== ITEMS ==
"""

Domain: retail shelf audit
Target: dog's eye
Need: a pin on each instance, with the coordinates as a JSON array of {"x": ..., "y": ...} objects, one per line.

"""
"""

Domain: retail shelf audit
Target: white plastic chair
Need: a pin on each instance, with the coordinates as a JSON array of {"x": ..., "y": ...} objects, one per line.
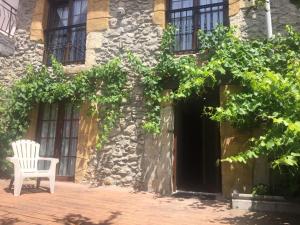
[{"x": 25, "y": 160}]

"""
"""

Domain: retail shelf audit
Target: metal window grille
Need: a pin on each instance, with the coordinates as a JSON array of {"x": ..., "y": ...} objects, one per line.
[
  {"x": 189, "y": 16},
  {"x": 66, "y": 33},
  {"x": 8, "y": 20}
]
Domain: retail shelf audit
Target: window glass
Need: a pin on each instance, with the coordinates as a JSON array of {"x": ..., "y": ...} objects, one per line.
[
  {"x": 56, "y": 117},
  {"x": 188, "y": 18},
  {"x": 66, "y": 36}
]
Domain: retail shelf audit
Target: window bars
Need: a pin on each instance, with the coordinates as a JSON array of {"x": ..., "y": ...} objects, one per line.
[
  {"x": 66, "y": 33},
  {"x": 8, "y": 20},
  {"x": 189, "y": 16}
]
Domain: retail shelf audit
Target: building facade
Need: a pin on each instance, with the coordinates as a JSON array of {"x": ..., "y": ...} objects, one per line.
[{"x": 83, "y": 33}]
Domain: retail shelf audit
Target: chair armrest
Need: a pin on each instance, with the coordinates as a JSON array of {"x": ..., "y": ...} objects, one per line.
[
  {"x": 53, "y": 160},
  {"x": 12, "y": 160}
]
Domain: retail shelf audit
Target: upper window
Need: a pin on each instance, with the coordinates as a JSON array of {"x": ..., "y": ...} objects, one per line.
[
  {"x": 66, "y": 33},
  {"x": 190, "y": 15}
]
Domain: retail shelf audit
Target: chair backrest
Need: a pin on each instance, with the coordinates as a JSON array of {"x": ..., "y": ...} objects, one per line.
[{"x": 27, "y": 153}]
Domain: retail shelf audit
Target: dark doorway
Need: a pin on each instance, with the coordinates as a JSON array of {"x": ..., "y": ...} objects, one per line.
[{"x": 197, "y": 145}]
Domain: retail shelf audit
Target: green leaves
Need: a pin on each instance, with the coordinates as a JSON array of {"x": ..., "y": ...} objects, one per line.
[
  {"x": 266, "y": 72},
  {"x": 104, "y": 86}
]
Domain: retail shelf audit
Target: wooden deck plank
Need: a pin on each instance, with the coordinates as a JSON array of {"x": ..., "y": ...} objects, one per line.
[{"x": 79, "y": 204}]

"""

== PROBLEM DETAILS ==
Please count how many lines above contain the string "chair", with case counting, and reply with only that number.

== RIGHT ANSWER ==
3